TEXT BLOCK START
- Born: 12 January 1897 Kristiansand
- Died: 1978 (aged 80–81)
- Occupations: Lawyer and civil servant
- Father: Edvard Poulsson
- Relatives: Gabriel Langfeldt (brother-in-law)
- Awards: Order of St. Olav (1953); Order of Dannebrog; Order of the Polar Star; Legion of Honour;

= Erik T. Poulsson =

Norwegian lawyer (1897–1978)

Erik Tutein Poulsson (12 January 1897 – 1978) was a Norwegian lawyer, resistance member and civil servant.

==Personal life==
Poulsson was born in Kristiania on 12 January 1897 to medical doctor Edvard Poulsson and Anna Sophie Tutein. He married Ingrid Plene in 1931. His sister Eva Antoinette was married to psychiatrist Gabriel Langfeldt.

==Career==
Poulsson graduated as cand.jur. in 1919, and was barrister with access to work with the Supreme Court from 1927. He was running a law firm in Oslo together with Gerhard Holm from 1927 until Holm's death in 1948, and thereafter alone from 1948 to 1954. During the German occupation of Norway he represented the jurists in the coordination committee of the civil resistance movement from 1941 to 1944. For a period he served as treasurer for Milorg. He later chaired the Security service at the Norwegian legation in Stockholm. From 1945 to 1952 he managed the Directorate for Enemy Property. He was a board member of Norsk Hydro from 1946 to 1967.
TEXT BLOCK END
SOURCE MATERIAL START
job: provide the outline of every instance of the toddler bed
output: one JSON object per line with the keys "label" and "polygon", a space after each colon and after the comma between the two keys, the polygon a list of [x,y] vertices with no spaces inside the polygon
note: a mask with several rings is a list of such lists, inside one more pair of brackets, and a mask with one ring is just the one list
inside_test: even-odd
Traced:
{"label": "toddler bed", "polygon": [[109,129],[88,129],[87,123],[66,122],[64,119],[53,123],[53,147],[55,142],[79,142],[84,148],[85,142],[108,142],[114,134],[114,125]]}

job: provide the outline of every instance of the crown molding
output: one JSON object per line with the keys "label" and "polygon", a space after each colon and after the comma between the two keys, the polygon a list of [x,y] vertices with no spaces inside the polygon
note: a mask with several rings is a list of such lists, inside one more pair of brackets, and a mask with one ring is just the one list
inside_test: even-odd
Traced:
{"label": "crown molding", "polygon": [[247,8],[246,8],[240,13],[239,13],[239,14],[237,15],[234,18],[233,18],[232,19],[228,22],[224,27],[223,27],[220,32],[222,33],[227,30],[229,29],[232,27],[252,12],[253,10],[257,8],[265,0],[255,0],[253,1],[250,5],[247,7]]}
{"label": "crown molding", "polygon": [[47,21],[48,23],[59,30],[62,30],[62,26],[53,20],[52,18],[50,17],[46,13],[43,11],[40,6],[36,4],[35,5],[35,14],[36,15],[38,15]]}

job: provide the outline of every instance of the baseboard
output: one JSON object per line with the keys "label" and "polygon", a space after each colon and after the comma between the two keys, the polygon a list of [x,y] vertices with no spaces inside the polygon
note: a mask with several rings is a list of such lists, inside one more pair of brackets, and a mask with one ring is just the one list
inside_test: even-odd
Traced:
SOURCE MATERIAL END
Write out the stretch of the Erik T. Poulsson biography from "- Occupations: Lawyer" through "Norwegian lawyer (1897–1978)", switching "Occupations" to "Professions". Rely on the Erik T. Poulsson biography alone.

- Professions: Lawyer and civil servant
- Father: Edvard Poulsson
- Relatives: Gabriel Langfeldt (brother-in-law)
- Awards: Order of St. Olav (1953); Order of Dannebrog; Order of the Polar Star; Legion of Honour;

= Erik T. Poulsson =

Norwegian lawyer (1897–1978)